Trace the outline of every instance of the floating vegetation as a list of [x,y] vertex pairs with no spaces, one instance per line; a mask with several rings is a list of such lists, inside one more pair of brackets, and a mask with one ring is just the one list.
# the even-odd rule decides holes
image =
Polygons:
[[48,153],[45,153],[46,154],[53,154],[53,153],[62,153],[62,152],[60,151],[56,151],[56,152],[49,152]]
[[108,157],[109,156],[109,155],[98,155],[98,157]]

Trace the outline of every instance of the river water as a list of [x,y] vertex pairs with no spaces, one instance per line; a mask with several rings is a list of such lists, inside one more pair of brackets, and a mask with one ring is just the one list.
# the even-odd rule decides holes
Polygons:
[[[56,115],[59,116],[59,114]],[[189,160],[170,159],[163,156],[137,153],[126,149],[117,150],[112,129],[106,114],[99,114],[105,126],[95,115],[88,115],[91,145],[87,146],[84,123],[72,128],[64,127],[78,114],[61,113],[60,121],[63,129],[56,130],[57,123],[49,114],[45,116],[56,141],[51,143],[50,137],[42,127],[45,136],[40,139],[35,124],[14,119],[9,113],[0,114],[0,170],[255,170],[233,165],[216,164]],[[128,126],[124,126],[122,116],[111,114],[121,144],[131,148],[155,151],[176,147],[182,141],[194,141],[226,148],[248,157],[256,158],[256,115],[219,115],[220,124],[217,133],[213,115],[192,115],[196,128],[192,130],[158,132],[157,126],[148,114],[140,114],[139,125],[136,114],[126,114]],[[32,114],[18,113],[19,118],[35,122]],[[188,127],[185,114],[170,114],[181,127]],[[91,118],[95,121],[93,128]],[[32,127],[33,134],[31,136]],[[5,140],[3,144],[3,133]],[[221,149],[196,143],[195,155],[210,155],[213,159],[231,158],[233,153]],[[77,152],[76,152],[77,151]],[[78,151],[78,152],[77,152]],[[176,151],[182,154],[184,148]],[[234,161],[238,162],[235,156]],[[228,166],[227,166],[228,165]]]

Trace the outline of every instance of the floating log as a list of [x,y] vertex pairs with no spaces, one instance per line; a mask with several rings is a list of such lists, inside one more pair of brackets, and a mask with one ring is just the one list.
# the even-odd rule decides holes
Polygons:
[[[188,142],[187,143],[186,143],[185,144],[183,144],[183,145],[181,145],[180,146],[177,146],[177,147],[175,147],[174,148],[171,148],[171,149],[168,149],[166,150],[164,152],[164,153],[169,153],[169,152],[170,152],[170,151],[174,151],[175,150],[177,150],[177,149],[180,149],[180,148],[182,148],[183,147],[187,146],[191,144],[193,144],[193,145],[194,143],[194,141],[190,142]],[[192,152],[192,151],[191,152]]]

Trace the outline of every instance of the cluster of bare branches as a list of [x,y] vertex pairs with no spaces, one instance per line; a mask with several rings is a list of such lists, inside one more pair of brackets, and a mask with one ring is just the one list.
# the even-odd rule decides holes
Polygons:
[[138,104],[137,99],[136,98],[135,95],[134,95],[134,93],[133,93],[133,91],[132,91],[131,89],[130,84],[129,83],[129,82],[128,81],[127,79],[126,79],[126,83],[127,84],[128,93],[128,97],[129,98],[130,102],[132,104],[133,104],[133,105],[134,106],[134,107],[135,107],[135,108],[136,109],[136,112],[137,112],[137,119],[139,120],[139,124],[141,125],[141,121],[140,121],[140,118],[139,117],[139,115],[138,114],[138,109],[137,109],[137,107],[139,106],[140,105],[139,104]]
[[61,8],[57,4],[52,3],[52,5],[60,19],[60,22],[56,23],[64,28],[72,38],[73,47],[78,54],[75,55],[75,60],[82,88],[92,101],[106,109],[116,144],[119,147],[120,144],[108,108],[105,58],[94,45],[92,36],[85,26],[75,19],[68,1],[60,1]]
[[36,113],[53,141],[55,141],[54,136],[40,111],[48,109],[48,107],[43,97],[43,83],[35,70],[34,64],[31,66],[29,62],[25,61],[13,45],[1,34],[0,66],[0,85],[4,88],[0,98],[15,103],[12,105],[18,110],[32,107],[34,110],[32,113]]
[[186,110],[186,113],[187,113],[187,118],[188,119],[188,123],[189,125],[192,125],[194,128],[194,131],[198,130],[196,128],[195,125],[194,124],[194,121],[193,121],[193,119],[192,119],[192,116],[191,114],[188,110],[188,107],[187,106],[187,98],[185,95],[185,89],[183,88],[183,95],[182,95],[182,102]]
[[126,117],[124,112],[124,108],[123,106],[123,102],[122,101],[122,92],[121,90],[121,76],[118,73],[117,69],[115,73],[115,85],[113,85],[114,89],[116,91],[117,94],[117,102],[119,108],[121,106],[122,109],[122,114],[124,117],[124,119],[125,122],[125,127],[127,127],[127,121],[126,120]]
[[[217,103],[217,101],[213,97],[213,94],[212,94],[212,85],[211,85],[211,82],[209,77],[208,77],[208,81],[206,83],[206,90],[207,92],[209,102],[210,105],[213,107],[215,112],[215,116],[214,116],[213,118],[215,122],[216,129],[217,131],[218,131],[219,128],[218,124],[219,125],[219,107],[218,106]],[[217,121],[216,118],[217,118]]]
################
Given task: Lay out the records above as a two-column CSV with the header instruction,polygons, one row per record: its text under instruction and its answer under polygons. Put each value in a single quoted field, with line breaks replaced by spaces.

Solution:
instruction,polygons
"Trace the outline of every instance of the floating vegetation as a list of [x,y] vertex pairs with no spaces, one instance per line; a mask with several rings is a list of such lists, inside one more pair of brackets, and a mask with one ring is just the one list. # the even-odd rule decides holes image = Polygons:","[[48,153],[45,153],[46,154],[53,154],[53,153],[62,153],[62,152],[60,151],[56,151],[56,152],[49,152]] [[108,157],[109,156],[109,155],[98,155],[98,157]]"
"Trace the outline of every instance of the river water as a list of [x,y] vertex pairs with no spaces, one instance per line; a mask with several rings is a list of such lists, inside one more pair of brackets, and a mask with one ring is just the one list. # the even-odd rule decides holes Polygons:","[[[56,115],[59,116],[59,114]],[[189,160],[170,159],[163,156],[137,153],[126,149],[117,150],[112,129],[106,114],[99,114],[105,126],[95,115],[88,115],[91,145],[87,146],[84,123],[72,128],[64,127],[78,114],[61,113],[60,121],[63,129],[56,130],[57,123],[49,114],[45,116],[56,141],[51,143],[50,137],[42,127],[45,136],[40,139],[35,124],[14,119],[9,113],[0,114],[0,170],[255,170],[233,165],[216,164]],[[128,126],[124,126],[122,116],[111,114],[121,144],[131,148],[155,151],[176,147],[182,141],[194,141],[226,148],[248,157],[256,158],[256,115],[219,115],[220,124],[217,133],[213,115],[192,115],[196,128],[192,130],[158,132],[157,126],[148,114],[140,114],[139,125],[136,114],[126,114]],[[32,114],[18,113],[19,118],[35,122]],[[188,127],[185,114],[170,114],[181,127]],[[91,118],[95,121],[93,128]],[[32,127],[33,134],[31,136]],[[5,140],[3,144],[3,133]],[[221,149],[196,143],[195,155],[210,155],[213,159],[231,158],[233,153]],[[77,152],[76,152],[77,151]],[[78,151],[78,152],[77,152]],[[176,151],[182,154],[184,148]],[[234,161],[238,162],[235,156]],[[228,166],[227,166],[228,165]]]"
"Trace the outline of every instance of the floating log as a list of [x,y] vertex pairs with no spaces, one instance per line; a mask with several rings is a list of such lists, inside one more pair of brackets, and a mask with one ring is just the one list. # the even-odd rule decides holes Polygons:","[[[188,142],[187,143],[186,143],[185,144],[183,144],[183,145],[181,145],[180,146],[177,146],[177,147],[175,147],[174,148],[171,148],[171,149],[168,149],[166,150],[164,152],[164,153],[169,153],[169,152],[170,152],[170,151],[174,151],[175,150],[177,150],[177,149],[180,149],[180,148],[182,148],[183,147],[187,146],[191,144],[193,144],[193,145],[194,143],[194,141],[190,142]],[[192,152],[192,151],[191,152]]]"
"Trace the outline of every instance of the cluster of bare branches as a list of [x,y] vertex pairs with no spaces, one instance per line; a mask with several rings is a list of such lists, inside one more pair of brackets, and a mask with one ring is just the one list. # the even-odd rule decides holes Polygons:","[[138,104],[137,99],[136,98],[135,95],[134,95],[134,93],[133,93],[133,91],[132,91],[131,89],[130,84],[129,83],[129,82],[128,81],[127,79],[126,79],[126,83],[127,84],[128,93],[128,97],[129,98],[130,102],[132,104],[133,104],[133,105],[134,106],[134,107],[135,107],[135,108],[136,109],[136,112],[137,112],[137,119],[139,120],[139,124],[141,125],[141,121],[140,121],[140,118],[139,117],[139,115],[138,114],[138,109],[137,109],[137,107],[139,106],[140,105],[139,104]] [[61,8],[57,4],[52,3],[52,5],[60,19],[60,22],[56,23],[64,28],[72,38],[73,47],[78,54],[75,55],[75,60],[82,88],[92,101],[106,109],[116,144],[119,147],[120,144],[108,108],[105,58],[94,45],[92,36],[85,26],[75,19],[68,1],[60,1]] [[36,113],[53,141],[55,141],[54,136],[40,111],[48,109],[48,107],[43,97],[43,83],[35,70],[34,64],[31,66],[29,62],[25,61],[13,45],[1,34],[0,66],[0,85],[4,88],[0,98],[15,103],[12,105],[18,110],[32,107],[34,110],[32,113]] [[186,110],[186,113],[187,113],[187,118],[188,119],[188,123],[189,125],[192,125],[194,128],[194,131],[198,130],[196,128],[195,125],[194,124],[194,121],[193,121],[193,119],[192,119],[192,116],[191,114],[188,110],[188,107],[187,106],[187,98],[185,95],[185,89],[183,88],[183,95],[182,95],[182,102]] [[126,117],[124,112],[124,108],[123,106],[123,102],[122,101],[122,92],[121,90],[121,76],[118,73],[117,69],[115,73],[115,85],[113,85],[114,89],[116,91],[117,94],[117,102],[119,108],[121,106],[122,109],[122,114],[124,117],[124,119],[125,122],[125,127],[127,127],[127,121],[126,120]] [[[217,103],[217,101],[213,97],[213,94],[212,94],[212,85],[211,85],[211,82],[209,77],[208,77],[208,81],[206,83],[206,90],[207,92],[209,102],[210,105],[213,107],[215,112],[215,116],[214,116],[213,118],[215,122],[216,129],[217,131],[218,131],[219,128],[218,124],[219,125],[219,107],[218,106]],[[217,121],[216,118],[217,118]]]"